EXERCISE OBJECTIVE:
Could you lay out as a Markdown table, with columns Row and Line, each line from the one holding "Where can the navy" through the end of the entries below, both ends included and blank lines left out?

====== MATERIALS PROVIDED

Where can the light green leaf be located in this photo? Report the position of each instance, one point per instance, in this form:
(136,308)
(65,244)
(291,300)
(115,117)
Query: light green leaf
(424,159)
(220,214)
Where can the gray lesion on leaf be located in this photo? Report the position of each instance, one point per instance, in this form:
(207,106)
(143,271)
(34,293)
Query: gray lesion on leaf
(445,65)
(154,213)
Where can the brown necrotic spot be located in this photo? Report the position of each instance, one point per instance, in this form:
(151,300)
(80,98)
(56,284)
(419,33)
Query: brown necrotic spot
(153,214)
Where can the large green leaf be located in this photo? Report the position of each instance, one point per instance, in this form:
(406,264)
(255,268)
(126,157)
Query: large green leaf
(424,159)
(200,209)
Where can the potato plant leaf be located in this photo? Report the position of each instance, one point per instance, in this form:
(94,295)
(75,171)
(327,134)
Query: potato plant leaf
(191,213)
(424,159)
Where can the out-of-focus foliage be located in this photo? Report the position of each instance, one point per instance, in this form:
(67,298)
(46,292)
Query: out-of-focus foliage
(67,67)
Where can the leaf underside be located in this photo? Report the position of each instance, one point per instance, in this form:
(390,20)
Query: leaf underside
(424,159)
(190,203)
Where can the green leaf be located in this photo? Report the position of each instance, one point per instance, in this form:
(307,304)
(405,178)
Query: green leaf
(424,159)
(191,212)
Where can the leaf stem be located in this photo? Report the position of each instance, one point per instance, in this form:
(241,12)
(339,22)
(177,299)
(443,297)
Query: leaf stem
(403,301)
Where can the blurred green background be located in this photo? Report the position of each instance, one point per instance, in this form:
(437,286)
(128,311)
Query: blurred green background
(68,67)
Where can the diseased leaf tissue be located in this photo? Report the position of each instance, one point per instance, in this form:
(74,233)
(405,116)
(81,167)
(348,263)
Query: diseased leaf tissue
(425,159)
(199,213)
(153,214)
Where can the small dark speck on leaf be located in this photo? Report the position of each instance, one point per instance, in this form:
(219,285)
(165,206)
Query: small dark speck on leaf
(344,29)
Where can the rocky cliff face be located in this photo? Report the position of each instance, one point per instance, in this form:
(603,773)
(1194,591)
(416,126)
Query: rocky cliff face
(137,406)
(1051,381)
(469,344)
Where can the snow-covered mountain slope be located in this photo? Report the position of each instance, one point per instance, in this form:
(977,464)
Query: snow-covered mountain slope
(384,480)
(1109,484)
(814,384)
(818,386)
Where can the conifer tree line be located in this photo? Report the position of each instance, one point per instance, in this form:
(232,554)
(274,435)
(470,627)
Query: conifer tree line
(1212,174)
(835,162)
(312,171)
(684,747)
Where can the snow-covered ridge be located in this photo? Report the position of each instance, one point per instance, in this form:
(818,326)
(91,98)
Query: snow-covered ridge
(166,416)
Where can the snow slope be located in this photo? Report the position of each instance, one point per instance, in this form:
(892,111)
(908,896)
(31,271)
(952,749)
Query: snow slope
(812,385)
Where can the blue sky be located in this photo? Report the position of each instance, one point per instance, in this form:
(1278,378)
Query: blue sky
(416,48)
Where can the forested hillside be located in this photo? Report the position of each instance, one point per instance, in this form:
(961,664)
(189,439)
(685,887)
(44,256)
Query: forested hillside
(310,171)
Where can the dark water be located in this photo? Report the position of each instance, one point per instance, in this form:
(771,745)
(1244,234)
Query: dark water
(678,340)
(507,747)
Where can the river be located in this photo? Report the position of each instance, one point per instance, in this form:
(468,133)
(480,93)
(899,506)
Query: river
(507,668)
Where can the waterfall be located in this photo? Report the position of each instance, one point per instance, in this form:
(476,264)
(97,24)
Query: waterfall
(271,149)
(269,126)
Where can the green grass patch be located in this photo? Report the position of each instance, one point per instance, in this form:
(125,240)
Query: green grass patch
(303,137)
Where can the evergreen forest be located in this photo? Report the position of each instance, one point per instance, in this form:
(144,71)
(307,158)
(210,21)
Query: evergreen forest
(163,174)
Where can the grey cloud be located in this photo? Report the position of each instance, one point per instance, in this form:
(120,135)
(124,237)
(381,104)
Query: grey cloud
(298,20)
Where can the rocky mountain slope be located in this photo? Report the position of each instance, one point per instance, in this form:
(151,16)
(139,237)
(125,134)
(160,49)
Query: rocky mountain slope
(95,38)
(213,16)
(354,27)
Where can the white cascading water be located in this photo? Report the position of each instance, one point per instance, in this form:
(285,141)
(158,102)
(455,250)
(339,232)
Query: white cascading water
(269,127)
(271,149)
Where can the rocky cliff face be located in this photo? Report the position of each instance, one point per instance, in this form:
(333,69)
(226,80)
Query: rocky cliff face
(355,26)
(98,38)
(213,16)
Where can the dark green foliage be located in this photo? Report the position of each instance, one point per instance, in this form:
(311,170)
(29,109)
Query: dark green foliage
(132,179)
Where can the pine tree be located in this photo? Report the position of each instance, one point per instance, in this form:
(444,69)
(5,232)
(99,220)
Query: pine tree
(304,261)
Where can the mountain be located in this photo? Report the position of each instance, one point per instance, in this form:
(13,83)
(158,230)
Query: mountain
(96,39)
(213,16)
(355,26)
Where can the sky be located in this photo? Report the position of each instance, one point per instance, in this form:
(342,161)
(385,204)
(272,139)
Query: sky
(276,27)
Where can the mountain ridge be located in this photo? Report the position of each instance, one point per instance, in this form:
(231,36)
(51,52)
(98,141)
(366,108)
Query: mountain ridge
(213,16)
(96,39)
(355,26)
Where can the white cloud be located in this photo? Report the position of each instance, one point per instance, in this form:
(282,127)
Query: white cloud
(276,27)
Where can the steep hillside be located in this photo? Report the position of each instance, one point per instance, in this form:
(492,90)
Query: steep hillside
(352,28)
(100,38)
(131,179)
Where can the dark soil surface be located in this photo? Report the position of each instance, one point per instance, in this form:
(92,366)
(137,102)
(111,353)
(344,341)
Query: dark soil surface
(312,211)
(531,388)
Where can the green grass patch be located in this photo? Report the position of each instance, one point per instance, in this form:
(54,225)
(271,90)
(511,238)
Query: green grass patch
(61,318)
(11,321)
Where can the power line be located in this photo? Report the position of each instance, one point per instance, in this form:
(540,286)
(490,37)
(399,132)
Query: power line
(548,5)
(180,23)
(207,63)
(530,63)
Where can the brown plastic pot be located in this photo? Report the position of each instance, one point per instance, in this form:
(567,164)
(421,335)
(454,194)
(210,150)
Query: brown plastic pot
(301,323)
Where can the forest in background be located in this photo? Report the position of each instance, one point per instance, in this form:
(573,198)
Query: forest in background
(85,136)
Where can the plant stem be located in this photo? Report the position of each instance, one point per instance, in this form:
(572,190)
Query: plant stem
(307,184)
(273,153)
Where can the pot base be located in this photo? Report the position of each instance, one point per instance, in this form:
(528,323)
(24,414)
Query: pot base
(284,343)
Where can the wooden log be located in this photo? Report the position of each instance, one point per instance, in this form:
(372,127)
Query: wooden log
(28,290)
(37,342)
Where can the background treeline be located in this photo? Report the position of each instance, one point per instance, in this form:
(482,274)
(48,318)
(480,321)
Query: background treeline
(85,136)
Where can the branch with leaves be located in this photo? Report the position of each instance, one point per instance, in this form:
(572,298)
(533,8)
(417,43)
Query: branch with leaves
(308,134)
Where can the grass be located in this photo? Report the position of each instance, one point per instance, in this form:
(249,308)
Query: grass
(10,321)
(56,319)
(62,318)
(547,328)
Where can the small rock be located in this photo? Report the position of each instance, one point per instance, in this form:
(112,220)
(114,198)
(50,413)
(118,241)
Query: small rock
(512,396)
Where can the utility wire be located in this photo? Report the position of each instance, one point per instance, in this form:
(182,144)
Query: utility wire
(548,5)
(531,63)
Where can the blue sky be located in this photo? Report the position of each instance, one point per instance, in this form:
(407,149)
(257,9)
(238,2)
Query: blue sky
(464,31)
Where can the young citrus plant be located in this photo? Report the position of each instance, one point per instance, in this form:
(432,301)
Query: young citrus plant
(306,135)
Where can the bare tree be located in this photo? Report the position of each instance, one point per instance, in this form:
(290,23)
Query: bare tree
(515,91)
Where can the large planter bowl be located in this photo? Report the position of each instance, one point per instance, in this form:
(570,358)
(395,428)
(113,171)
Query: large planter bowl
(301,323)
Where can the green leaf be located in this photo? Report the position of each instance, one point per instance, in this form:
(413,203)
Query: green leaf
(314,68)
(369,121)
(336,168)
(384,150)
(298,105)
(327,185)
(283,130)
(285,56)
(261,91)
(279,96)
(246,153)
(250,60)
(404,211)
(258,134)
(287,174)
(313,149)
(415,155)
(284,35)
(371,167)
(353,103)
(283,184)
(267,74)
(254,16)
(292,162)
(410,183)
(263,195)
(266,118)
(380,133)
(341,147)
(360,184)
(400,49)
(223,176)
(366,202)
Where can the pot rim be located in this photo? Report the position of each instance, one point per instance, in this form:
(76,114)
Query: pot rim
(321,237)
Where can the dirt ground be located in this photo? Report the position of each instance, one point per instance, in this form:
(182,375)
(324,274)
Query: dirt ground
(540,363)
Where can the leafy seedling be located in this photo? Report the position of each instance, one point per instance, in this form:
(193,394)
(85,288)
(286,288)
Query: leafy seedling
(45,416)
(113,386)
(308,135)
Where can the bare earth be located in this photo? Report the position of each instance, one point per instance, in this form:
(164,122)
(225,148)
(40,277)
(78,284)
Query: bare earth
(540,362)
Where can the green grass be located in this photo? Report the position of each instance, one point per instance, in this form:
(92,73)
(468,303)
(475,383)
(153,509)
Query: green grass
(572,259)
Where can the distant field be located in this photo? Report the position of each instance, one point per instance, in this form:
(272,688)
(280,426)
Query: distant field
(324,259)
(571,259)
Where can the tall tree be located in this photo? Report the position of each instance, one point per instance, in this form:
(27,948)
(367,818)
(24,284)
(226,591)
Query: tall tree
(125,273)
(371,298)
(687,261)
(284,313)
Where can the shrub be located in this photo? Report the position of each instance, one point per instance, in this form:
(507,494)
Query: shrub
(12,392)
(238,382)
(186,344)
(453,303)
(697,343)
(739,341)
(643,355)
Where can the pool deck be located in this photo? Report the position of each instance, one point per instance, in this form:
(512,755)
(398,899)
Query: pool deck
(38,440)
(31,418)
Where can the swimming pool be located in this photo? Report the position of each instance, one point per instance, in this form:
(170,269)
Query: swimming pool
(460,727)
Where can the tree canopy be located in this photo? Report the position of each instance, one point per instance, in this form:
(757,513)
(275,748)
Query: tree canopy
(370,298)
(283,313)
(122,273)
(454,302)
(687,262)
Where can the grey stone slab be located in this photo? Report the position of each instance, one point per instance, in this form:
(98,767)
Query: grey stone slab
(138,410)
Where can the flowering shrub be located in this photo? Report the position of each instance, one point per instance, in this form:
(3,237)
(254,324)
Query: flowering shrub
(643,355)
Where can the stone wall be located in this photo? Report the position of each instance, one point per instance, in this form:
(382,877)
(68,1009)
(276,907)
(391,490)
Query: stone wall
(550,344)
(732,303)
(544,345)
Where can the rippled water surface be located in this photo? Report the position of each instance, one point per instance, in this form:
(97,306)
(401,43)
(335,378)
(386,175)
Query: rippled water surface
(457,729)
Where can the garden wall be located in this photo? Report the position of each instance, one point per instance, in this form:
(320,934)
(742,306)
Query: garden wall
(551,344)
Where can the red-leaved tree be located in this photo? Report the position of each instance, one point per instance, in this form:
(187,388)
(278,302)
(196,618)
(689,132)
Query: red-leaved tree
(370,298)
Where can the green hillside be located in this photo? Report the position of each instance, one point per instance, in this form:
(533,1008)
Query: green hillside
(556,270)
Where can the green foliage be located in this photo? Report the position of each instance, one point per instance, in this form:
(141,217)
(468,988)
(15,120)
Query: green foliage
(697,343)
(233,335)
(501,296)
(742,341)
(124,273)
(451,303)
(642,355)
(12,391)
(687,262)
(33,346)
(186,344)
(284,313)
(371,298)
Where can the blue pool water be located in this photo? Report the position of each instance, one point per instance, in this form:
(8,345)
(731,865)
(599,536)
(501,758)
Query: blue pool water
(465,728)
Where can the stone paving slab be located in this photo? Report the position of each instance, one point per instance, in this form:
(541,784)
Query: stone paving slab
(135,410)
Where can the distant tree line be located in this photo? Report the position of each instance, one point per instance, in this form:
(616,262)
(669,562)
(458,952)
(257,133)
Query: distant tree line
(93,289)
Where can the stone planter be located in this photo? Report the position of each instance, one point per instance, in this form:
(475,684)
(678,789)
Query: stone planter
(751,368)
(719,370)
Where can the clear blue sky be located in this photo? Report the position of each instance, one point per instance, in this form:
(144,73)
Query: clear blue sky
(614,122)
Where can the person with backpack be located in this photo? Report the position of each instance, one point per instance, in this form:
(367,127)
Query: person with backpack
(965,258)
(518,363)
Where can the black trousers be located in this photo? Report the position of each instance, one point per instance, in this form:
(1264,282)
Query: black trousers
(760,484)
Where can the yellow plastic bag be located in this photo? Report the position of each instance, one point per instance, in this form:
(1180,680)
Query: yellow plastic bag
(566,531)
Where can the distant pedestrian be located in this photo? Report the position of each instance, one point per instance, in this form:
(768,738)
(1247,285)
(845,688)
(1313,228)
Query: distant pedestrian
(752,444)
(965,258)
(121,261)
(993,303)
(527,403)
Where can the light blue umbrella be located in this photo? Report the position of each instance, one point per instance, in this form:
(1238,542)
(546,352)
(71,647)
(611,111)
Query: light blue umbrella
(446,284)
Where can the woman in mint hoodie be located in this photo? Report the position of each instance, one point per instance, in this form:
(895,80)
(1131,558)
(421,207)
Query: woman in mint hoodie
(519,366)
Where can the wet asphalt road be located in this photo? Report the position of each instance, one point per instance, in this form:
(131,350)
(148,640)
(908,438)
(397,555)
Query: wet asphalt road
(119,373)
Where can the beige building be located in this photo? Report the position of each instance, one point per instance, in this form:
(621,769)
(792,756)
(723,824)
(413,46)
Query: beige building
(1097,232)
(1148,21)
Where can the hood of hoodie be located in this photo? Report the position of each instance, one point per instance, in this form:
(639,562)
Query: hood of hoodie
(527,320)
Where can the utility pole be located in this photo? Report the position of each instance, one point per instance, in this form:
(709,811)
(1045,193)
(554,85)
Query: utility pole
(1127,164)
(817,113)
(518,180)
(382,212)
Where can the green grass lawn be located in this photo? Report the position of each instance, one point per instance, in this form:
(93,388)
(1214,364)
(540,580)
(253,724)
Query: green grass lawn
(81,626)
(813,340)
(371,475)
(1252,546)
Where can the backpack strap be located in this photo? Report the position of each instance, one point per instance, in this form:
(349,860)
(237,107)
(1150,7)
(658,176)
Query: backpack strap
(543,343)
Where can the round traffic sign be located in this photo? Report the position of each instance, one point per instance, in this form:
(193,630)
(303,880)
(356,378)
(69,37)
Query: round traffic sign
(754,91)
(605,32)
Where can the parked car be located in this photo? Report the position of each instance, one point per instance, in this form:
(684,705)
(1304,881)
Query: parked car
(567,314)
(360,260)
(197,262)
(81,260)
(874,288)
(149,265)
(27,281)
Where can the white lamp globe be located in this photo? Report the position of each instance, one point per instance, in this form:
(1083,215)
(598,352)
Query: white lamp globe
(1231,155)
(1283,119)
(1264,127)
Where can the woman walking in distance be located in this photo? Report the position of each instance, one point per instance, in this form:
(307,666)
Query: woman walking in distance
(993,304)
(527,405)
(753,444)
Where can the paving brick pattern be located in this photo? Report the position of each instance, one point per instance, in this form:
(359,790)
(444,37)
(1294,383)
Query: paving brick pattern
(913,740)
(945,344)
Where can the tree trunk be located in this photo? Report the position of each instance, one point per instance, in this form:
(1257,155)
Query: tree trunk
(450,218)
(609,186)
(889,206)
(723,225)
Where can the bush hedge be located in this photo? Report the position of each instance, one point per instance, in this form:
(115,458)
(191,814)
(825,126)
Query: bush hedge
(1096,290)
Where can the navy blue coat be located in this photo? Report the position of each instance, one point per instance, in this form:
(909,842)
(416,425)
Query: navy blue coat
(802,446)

============

SOLUTION TO THE PROBLEM:
| Row | Line |
|---|---|
| 1 | Where can the navy blue coat be located in this photo? Report the position of each instance, one point per instance, in this form: |
| 2 | (909,842) |
| 3 | (416,425) |
| 4 | Query: navy blue coat |
| 5 | (802,446) |